- [What needs to be done]
Beginning at the line containing "the silver fuselage", output every line to the end of the data below exactly as it appears.

── Material to process ──

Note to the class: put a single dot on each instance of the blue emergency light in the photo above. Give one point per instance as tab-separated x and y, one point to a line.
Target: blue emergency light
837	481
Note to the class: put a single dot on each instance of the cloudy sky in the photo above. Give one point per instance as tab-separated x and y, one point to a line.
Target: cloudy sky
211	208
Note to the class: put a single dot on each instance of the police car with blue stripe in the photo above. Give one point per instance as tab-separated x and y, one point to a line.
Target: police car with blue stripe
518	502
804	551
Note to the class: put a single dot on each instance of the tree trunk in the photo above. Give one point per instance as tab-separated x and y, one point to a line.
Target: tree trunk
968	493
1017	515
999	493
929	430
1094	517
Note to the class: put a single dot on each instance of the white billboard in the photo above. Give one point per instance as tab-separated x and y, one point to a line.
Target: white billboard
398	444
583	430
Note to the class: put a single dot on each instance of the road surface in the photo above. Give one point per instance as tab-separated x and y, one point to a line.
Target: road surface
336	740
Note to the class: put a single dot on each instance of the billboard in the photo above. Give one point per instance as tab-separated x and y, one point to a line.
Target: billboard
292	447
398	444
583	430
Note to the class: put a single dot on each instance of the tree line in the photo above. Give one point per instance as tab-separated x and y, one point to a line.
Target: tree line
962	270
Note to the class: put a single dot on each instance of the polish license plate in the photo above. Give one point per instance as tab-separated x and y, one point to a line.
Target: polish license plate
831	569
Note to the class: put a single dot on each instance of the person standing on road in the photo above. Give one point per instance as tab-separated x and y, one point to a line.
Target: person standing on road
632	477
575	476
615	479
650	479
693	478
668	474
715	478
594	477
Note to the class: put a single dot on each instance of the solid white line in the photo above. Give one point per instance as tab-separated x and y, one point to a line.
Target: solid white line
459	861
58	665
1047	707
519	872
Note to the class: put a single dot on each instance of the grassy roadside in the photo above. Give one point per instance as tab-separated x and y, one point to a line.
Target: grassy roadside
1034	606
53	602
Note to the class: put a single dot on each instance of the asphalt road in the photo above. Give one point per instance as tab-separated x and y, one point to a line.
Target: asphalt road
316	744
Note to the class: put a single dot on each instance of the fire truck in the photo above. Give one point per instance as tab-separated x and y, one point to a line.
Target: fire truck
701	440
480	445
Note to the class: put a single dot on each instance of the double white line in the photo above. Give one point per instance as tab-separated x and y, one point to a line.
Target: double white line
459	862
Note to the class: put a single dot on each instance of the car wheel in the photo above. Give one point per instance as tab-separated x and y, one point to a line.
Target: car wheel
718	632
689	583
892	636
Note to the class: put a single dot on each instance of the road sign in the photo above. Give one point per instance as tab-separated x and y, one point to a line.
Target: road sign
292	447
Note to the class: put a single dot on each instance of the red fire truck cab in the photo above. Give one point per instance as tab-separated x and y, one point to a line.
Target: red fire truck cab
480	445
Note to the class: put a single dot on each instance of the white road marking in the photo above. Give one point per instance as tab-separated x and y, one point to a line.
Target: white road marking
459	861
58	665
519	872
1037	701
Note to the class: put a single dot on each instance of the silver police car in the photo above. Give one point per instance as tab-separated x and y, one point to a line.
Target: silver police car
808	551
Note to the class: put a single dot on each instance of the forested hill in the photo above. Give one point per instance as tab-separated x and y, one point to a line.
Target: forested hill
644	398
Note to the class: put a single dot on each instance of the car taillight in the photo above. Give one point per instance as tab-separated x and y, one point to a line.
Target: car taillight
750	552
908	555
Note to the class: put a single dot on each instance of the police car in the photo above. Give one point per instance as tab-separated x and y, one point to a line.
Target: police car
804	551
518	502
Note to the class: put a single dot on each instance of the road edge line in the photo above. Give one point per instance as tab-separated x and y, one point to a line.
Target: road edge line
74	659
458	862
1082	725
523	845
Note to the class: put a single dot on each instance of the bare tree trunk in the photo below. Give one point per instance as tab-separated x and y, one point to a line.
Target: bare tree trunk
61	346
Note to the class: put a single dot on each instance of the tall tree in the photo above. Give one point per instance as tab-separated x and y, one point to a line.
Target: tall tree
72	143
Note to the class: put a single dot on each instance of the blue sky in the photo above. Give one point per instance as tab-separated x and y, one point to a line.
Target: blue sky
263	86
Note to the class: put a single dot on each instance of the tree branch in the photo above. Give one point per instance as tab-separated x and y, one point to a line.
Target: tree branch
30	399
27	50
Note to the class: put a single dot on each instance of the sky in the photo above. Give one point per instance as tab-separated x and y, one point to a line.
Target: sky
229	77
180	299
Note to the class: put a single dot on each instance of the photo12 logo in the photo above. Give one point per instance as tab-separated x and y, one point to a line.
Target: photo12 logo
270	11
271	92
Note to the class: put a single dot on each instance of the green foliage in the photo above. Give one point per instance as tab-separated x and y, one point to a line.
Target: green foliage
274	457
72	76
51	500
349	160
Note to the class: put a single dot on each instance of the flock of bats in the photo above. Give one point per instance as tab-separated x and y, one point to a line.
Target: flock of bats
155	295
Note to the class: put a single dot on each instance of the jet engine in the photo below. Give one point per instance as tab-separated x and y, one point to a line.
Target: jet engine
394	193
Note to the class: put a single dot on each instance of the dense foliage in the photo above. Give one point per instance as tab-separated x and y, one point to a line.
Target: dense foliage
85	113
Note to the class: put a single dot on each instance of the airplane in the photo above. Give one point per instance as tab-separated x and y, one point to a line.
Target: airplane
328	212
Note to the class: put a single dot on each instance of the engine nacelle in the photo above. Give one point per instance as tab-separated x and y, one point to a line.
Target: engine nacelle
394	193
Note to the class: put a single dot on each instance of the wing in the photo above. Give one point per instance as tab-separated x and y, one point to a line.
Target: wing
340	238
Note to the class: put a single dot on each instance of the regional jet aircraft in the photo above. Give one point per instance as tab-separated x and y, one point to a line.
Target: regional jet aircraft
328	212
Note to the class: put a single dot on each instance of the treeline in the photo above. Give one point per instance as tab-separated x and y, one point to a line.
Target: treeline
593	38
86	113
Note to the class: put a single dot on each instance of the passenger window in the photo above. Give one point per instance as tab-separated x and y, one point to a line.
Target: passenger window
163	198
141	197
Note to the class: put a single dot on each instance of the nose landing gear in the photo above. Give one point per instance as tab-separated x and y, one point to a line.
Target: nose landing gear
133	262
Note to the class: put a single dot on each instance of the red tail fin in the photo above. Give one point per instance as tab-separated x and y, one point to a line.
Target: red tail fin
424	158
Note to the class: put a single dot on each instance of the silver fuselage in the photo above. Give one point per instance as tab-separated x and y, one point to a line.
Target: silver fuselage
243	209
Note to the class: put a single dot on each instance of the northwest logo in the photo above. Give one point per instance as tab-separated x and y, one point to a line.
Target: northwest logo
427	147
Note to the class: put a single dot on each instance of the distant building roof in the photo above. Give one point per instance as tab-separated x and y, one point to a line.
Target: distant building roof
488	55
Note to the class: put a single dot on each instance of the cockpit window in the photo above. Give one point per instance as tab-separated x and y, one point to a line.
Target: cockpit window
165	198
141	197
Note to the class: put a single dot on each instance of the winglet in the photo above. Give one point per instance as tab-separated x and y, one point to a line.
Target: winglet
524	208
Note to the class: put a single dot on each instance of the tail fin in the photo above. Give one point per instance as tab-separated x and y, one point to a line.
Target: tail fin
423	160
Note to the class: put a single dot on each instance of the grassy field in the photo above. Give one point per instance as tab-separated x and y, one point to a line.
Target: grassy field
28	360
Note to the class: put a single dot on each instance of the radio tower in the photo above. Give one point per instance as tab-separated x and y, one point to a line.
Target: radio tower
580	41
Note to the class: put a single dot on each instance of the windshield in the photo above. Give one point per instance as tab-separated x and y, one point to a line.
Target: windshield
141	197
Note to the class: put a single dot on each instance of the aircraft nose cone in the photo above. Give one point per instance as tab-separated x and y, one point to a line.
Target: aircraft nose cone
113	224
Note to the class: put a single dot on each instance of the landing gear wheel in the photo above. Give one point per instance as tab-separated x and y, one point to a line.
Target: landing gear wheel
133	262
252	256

───

- [Task answer]
Note to the class: put a single dot on each instance of the silver fuselage in the photo above. Give one point per instance as tab-separated x and y, one point to a line.
Target: silver fuselage
243	209
Note to the class: put a single dot on each instance of the northwest logo in the photo above. Give one point per instance as tab-separated x and y, one point to a line.
Target: northwest logo
427	147
Note to the class: put a single dot on each instance of the distant building roof in the photo above. Give one point per instance as tab-separated x and y, one point to a line.
Target: distant building roof
488	55
Note to the class: put a single dot on each instance of the cockpit window in the photo above. Give one point per instance as tab-separated x and y, one point to a line.
Target: cockpit window
165	198
141	197
Note to the class: put a single dot on each instance of the winglet in the photo above. Give one point per instance as tab-separated x and y, one point to a line.
Target: winglet
524	208
Note to the class: put a single dot on each instance of the tail fin in the photo above. Give one point per instance as tab-separated x and y, one point to a line.
Target: tail fin
423	160
Note to the class: put a single dot on each instance of the grassy field in the photo above. Give one point per instance as tab-separated x and y, one point to a line.
Target: grassy field
28	360
Note to the class: put a single dot on each instance of the radio tower in the photo above. Give one point per instance as tab-separated x and y, one point to a line.
Target: radio tower
580	41
Note to the class: put a single dot on each instance of the windshield in the photo above. Give one point per instance as tab-separated x and y, one point to a line.
Target: windshield
141	197
Note to the class: put a single dot on each instance of the aircraft nose cone in the photo above. Give one point per instance as tab-separated x and y, one point to a line.
Target: aircraft nose cone
113	224
Note to the class: put a single dot on each instance of the landing gear wheel in the photo above. Give one point per instance as tab-separated x and y, one point to a line.
Target: landing gear wheel
133	262
252	256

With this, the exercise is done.